> Given exercise
Rewrite the whole listing below as a JSON list of strings, one string per line and no strings for blank lines. Leave the pictures out of the answer.

═══ Data lines

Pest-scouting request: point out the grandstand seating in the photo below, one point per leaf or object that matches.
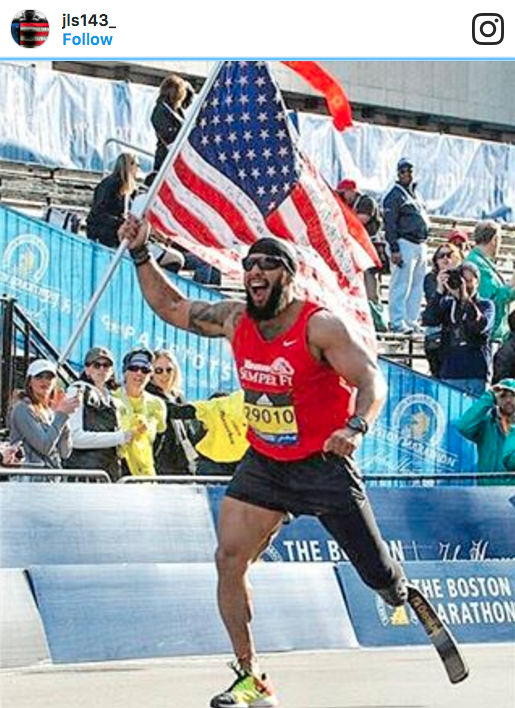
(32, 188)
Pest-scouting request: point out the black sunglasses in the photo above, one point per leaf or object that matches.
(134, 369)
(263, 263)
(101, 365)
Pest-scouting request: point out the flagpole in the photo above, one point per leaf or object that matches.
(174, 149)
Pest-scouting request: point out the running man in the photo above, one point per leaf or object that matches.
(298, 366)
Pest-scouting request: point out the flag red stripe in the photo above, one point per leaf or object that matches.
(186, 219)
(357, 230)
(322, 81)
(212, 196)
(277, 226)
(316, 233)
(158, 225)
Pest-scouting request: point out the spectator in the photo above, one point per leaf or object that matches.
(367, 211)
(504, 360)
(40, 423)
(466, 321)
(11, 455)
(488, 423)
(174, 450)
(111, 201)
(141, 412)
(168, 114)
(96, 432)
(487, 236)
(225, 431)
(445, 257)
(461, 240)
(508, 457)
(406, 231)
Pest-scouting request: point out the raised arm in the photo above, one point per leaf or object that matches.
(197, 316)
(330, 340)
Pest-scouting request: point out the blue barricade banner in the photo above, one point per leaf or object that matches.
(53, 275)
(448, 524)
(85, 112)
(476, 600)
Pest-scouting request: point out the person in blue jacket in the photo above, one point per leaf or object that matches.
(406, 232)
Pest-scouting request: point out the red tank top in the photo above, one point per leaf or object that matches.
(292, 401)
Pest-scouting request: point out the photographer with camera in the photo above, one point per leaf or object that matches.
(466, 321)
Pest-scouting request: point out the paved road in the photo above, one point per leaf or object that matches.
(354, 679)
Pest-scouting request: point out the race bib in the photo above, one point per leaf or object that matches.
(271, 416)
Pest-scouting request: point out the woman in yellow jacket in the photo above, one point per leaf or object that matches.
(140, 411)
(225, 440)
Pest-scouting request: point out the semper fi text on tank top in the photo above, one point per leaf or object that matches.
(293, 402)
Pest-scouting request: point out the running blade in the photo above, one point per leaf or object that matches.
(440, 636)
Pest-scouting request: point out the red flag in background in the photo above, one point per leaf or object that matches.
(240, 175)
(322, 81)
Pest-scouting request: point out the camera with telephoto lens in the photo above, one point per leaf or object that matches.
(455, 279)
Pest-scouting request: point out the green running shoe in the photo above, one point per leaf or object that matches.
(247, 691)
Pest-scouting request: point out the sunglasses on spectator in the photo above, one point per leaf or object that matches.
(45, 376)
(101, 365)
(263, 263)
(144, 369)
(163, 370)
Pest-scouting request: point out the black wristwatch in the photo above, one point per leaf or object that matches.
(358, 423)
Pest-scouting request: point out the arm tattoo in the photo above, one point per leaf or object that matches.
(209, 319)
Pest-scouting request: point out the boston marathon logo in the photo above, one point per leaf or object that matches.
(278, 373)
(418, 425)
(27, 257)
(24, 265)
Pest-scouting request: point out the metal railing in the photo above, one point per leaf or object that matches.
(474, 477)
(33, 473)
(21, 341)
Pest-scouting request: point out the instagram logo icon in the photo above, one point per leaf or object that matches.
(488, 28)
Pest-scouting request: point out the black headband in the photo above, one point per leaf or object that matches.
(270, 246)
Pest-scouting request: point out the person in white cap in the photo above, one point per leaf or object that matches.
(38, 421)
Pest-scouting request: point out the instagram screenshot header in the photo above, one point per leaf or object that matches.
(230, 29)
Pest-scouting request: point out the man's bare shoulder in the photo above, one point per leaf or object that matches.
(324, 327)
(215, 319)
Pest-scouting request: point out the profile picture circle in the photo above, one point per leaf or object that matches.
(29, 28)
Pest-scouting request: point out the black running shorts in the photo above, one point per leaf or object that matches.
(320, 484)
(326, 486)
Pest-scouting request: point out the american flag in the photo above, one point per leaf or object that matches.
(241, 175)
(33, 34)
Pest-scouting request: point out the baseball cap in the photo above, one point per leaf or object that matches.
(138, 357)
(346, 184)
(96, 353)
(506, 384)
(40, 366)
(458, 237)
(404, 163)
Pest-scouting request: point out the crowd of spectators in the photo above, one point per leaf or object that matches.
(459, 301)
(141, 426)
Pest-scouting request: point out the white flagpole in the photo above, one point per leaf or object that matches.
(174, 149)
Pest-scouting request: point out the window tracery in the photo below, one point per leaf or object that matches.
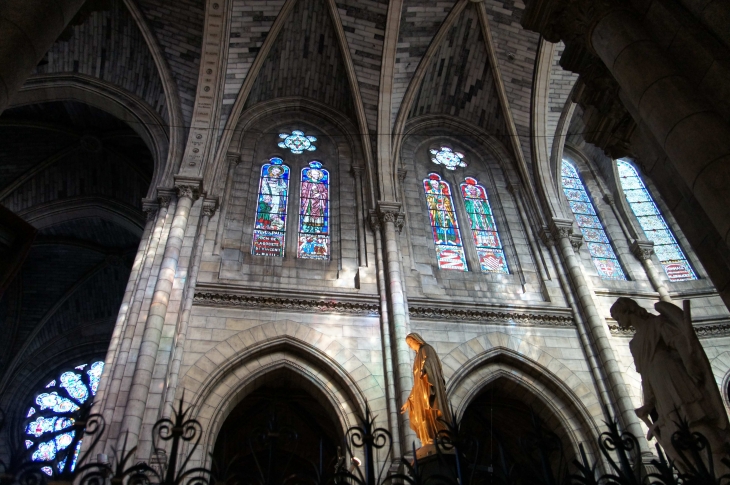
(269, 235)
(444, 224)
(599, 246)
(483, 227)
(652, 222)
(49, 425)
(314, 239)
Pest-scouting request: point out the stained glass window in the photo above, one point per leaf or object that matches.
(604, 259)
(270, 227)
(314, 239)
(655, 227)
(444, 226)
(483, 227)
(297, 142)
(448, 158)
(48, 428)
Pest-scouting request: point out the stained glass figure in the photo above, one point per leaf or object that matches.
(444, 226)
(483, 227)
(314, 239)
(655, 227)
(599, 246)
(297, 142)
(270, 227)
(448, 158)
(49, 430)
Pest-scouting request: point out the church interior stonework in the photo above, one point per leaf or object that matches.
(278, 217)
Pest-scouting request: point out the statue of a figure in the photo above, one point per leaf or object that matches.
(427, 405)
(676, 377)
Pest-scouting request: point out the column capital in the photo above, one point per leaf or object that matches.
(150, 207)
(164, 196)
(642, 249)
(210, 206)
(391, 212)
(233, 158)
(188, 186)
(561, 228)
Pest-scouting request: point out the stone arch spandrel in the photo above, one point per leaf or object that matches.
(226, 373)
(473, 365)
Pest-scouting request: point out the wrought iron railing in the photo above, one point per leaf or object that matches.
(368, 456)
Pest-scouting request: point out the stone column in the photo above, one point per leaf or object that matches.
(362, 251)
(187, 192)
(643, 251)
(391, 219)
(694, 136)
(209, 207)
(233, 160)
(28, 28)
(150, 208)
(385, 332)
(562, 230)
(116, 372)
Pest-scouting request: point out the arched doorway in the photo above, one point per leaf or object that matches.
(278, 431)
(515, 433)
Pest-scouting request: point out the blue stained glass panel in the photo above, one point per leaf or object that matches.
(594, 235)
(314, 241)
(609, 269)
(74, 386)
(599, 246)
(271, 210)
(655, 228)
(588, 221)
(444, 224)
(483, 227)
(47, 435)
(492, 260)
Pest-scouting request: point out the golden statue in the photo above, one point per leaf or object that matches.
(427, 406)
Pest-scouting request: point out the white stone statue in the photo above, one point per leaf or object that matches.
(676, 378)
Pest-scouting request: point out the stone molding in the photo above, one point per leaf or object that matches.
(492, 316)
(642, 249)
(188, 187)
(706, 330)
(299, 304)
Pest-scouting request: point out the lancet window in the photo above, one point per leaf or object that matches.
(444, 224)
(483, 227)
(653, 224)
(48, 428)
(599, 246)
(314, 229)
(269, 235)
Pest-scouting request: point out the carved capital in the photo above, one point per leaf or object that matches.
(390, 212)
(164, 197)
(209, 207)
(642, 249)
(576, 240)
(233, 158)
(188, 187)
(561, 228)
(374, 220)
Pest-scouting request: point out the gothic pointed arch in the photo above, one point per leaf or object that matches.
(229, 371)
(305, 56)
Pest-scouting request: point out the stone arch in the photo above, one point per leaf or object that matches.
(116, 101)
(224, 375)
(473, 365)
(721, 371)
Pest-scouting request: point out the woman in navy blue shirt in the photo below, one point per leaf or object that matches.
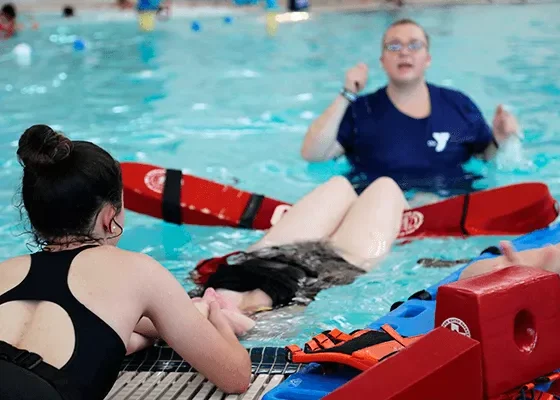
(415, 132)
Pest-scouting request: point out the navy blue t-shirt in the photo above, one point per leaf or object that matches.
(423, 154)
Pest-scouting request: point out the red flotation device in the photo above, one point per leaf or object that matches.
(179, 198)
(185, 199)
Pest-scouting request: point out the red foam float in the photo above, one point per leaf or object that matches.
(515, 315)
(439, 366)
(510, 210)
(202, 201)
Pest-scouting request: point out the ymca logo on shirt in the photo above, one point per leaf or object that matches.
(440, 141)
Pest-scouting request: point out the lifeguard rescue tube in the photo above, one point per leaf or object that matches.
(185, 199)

══════

> Answer to the exercise
[
  "Pest-scouting request: point out the grandstand seating in the photo below, one point per leaf or object that matches.",
  "(32, 188)",
  "Pest-scouting request: point out the black sunglasses in the photo above, one point per leaf or object that matches.",
  "(134, 369)",
  "(263, 263)",
  "(101, 365)",
  "Pest-scouting request: point out the flagpole in the photo above, one point per leaf or object that matches.",
  "(174, 149)",
  "Pest-scouting request: point out the running man in the photo above, one point per leaf or object that matches.",
  "(298, 366)",
  "Pest-scouting request: point out the flag red stripe in the photo above, one point per leaf or object that matches.",
  "(186, 219)",
  "(357, 230)",
  "(322, 81)",
  "(212, 196)",
  "(277, 226)",
  "(316, 233)",
  "(158, 225)",
  "Pest-scouting request: point out the spectator in the photo above, one point per leaf or object that matches.",
  "(367, 211)",
  "(504, 360)",
  "(40, 423)",
  "(466, 321)",
  "(11, 455)",
  "(488, 423)",
  "(174, 450)",
  "(111, 201)",
  "(141, 412)",
  "(168, 114)",
  "(96, 432)",
  "(487, 236)",
  "(225, 431)",
  "(445, 257)",
  "(461, 240)",
  "(508, 457)",
  "(406, 231)",
  "Pest-scouting request: point out the raised arm in the photo above, one point per leaf or object that matches.",
  "(197, 316)",
  "(330, 340)",
  "Pest-scouting request: point out the blue barricade banner in the photo above, one point per leaf or object that matches.",
  "(53, 275)",
  "(448, 524)",
  "(85, 112)",
  "(476, 600)",
  "Pest-scouting request: point out the person in blue jacket in the photo above, one point per leaf or object that matches.",
  "(406, 232)",
  "Pest-scouting request: point out the red tank top in the photo above, one point per leaf or object that matches.",
  "(292, 401)",
  "Pest-scouting request: point out the photographer with camera in the photo above, one point per leaf or object that matches.",
  "(466, 321)",
  "Pest-scouting request: point out the paved road in the photo above, one point per leaf or object that matches.",
  "(354, 679)",
  "Pest-scouting request: point out the race bib in the photo above, one point per leaf or object that matches.",
  "(271, 416)",
  "Pest-scouting request: point out the woman in yellow jacket in the photo above, one point per leaf or object that matches.",
  "(140, 411)",
  "(225, 440)",
  "Pest-scouting request: point out the semper fi text on tank top in the photo above, one point per leaf or object that matches.",
  "(293, 402)",
  "Pest-scouting request: point out the running blade in the photo above, one point per leaf or object that matches.",
  "(440, 636)",
  "Pest-scouting request: point out the red flag in background in the photo above, one point per leaf or object that matches.",
  "(240, 175)",
  "(322, 81)",
  "Pest-scouting request: point out the camera with telephoto lens in the photo above, one point per leaf or object that matches.",
  "(455, 279)",
  "Pest-scouting request: point out the green running shoe in the photo above, one point per leaf or object that matches.",
  "(247, 691)",
  "Pest-scouting request: point out the sunglasses on spectator in the photo above, one point per leaf or object that matches.",
  "(45, 376)",
  "(101, 365)",
  "(263, 263)",
  "(144, 369)",
  "(163, 370)",
  "Pest-scouting request: point out the black wristwatch in the photo above, one point per leaf or object that matches.",
  "(358, 423)",
  "Pest-scouting request: point out the arm tattoo in the photo above, one point per leaf or object that matches.",
  "(209, 319)",
  "Pest-scouting request: point out the boston marathon logo in the photo above, one point per leaf or object that matches.",
  "(278, 373)",
  "(418, 425)",
  "(27, 257)",
  "(24, 265)",
  "Pest-scouting request: point out the metal railing in the photo above, one point per leaf or object that matches.",
  "(474, 477)",
  "(33, 473)",
  "(21, 341)",
  "Pest-scouting request: point out the instagram logo icon in the photo above, one point per leaf or object that matches.",
  "(488, 28)",
  "Pest-scouting request: point out the black headband in the photo above, one point per leaf or object that matches.",
  "(270, 246)",
  "Pest-scouting request: point out the person in white cap in the photo above, one point per leaf or object that matches.",
  "(38, 421)",
  "Pest-scouting request: point out the instagram screenshot header in the photo above, one point per leaf or object that matches.",
  "(230, 29)",
  "Pest-scouting request: point out the man's bare shoulder in the photo above, one point per leaf or object that matches.",
  "(324, 327)",
  "(215, 319)",
  "Pest-scouting request: point out the profile picture circle in the photo above, one point per leaf or object that matches.",
  "(29, 28)",
  "Pest-scouting request: point out the black running shorts in the photo above, one point per leaf or object that matches.",
  "(320, 484)",
  "(326, 486)",
  "Pest-scouting request: point out the american flag in the photo above, one point per leaf or object that matches.",
  "(241, 175)",
  "(33, 34)",
  "Pest-scouting request: point out the baseball cap in the photo above, one point per leaf or object that matches.",
  "(138, 357)",
  "(346, 184)",
  "(96, 353)",
  "(506, 384)",
  "(40, 366)",
  "(458, 237)",
  "(404, 163)",
  "Pest-scouting request: point out the crowd of spectators in the photo above, one point per leaf or object that matches.",
  "(459, 301)",
  "(141, 426)",
  "Pest-scouting request: point out the white flagpole in the photo above, one point per leaf or object that matches.",
  "(174, 149)",
  "Pest-scouting request: point out the window tracery in the photo below, one point per leaf or object that matches.",
  "(269, 235)",
  "(444, 224)",
  "(599, 246)",
  "(483, 227)",
  "(652, 222)",
  "(49, 425)",
  "(314, 239)",
  "Pest-scouting request: point out the stained glass window in the photo above, one point per leaf or object that matches.",
  "(604, 259)",
  "(270, 227)",
  "(314, 239)",
  "(655, 227)",
  "(444, 226)",
  "(483, 227)",
  "(297, 142)",
  "(448, 158)",
  "(48, 428)",
  "Pest-scouting request: point out the stained glass figure in the photo above, one point per leaf or object that matches.",
  "(444, 226)",
  "(483, 227)",
  "(314, 239)",
  "(655, 227)",
  "(599, 246)",
  "(297, 142)",
  "(270, 227)",
  "(448, 158)",
  "(49, 430)",
  "Pest-scouting request: point out the church interior stonework in the photo above, one point per leaf or object that matches.",
  "(278, 217)",
  "Pest-scouting request: point out the statue of a figure in the photo above, one point per leaf or object that matches.",
  "(427, 405)",
  "(676, 377)",
  "Pest-scouting request: point out the column capital in the photo above, one point per leaf or object that matches.",
  "(150, 207)",
  "(164, 196)",
  "(642, 249)",
  "(210, 206)",
  "(391, 212)",
  "(233, 158)",
  "(188, 186)",
  "(561, 228)",
  "Pest-scouting request: point out the stone arch spandrel in the photo above, one point per leaf or object that matches.",
  "(226, 373)",
  "(473, 365)",
  "Pest-scouting request: point out the wrought iron railing in the photo above, one point per leaf or object that matches.",
  "(368, 456)",
  "Pest-scouting request: point out the stone column in the photo above, one point per leaf or object that matches.",
  "(362, 251)",
  "(187, 192)",
  "(643, 251)",
  "(391, 219)",
  "(694, 136)",
  "(209, 207)",
  "(233, 160)",
  "(28, 28)",
  "(150, 208)",
  "(385, 332)",
  "(562, 230)",
  "(116, 372)",
  "Pest-scouting request: point out the arched doorway in the photo above, one point per leaf or object that matches.",
  "(278, 431)",
  "(515, 433)",
  "Pest-scouting request: point out the blue stained glass panel in the photo above, one point per leaf or object that matches.",
  "(594, 235)",
  "(314, 241)",
  "(609, 269)",
  "(74, 386)",
  "(599, 246)",
  "(271, 210)",
  "(655, 228)",
  "(588, 221)",
  "(444, 224)",
  "(483, 227)",
  "(47, 435)",
  "(492, 260)",
  "Pest-scouting request: point out the golden statue in the photo above, one point per leaf or object that matches.",
  "(427, 406)",
  "Pest-scouting request: point out the white stone statue in the photo above, one point per leaf or object that matches.",
  "(676, 378)",
  "Pest-scouting request: point out the stone molding in the photo above, one point per leaf or object that matches.",
  "(492, 316)",
  "(642, 249)",
  "(188, 187)",
  "(706, 330)",
  "(299, 304)",
  "Pest-scouting request: point out the lancet window in the photo above, one point per leaf or object that matches.",
  "(444, 224)",
  "(483, 227)",
  "(653, 224)",
  "(48, 428)",
  "(599, 246)",
  "(314, 229)",
  "(269, 235)",
  "Pest-scouting request: point out the carved capital in the photo above, one point per leaf or object that matches.",
  "(390, 212)",
  "(164, 197)",
  "(209, 207)",
  "(642, 249)",
  "(576, 240)",
  "(233, 158)",
  "(188, 187)",
  "(561, 228)",
  "(374, 220)",
  "Pest-scouting request: point out the gothic pointed arch in the photo above, one point per leaf or object that matches.",
  "(229, 371)",
  "(305, 56)",
  "Pest-scouting request: point out the stone arch in the photo above, one point per leaf or object that matches.",
  "(116, 101)",
  "(224, 375)",
  "(473, 365)",
  "(721, 371)",
  "Pest-scouting request: point out the woman in navy blue shirt in the photo below, one point per leaf or object that matches.",
  "(415, 132)",
  "Pest-scouting request: point out the navy blue t-shirt in the photo above, one point per leaf or object that matches.",
  "(423, 154)",
  "Pest-scouting request: point out the red flotation device in the photo above, one point per leaf or object that matches.",
  "(179, 198)",
  "(185, 199)",
  "Pest-scouting request: point out the red foam float in the photo above, one point per leaf or object that matches.",
  "(515, 315)",
  "(439, 366)",
  "(510, 210)",
  "(202, 201)",
  "Pest-scouting request: point out the ymca logo on shirt in the photo above, one point per leaf or object that matches.",
  "(440, 141)",
  "Pest-scouting request: point out the lifeguard rescue tube in the photo above, one point per leaf or object that matches.",
  "(185, 199)"
]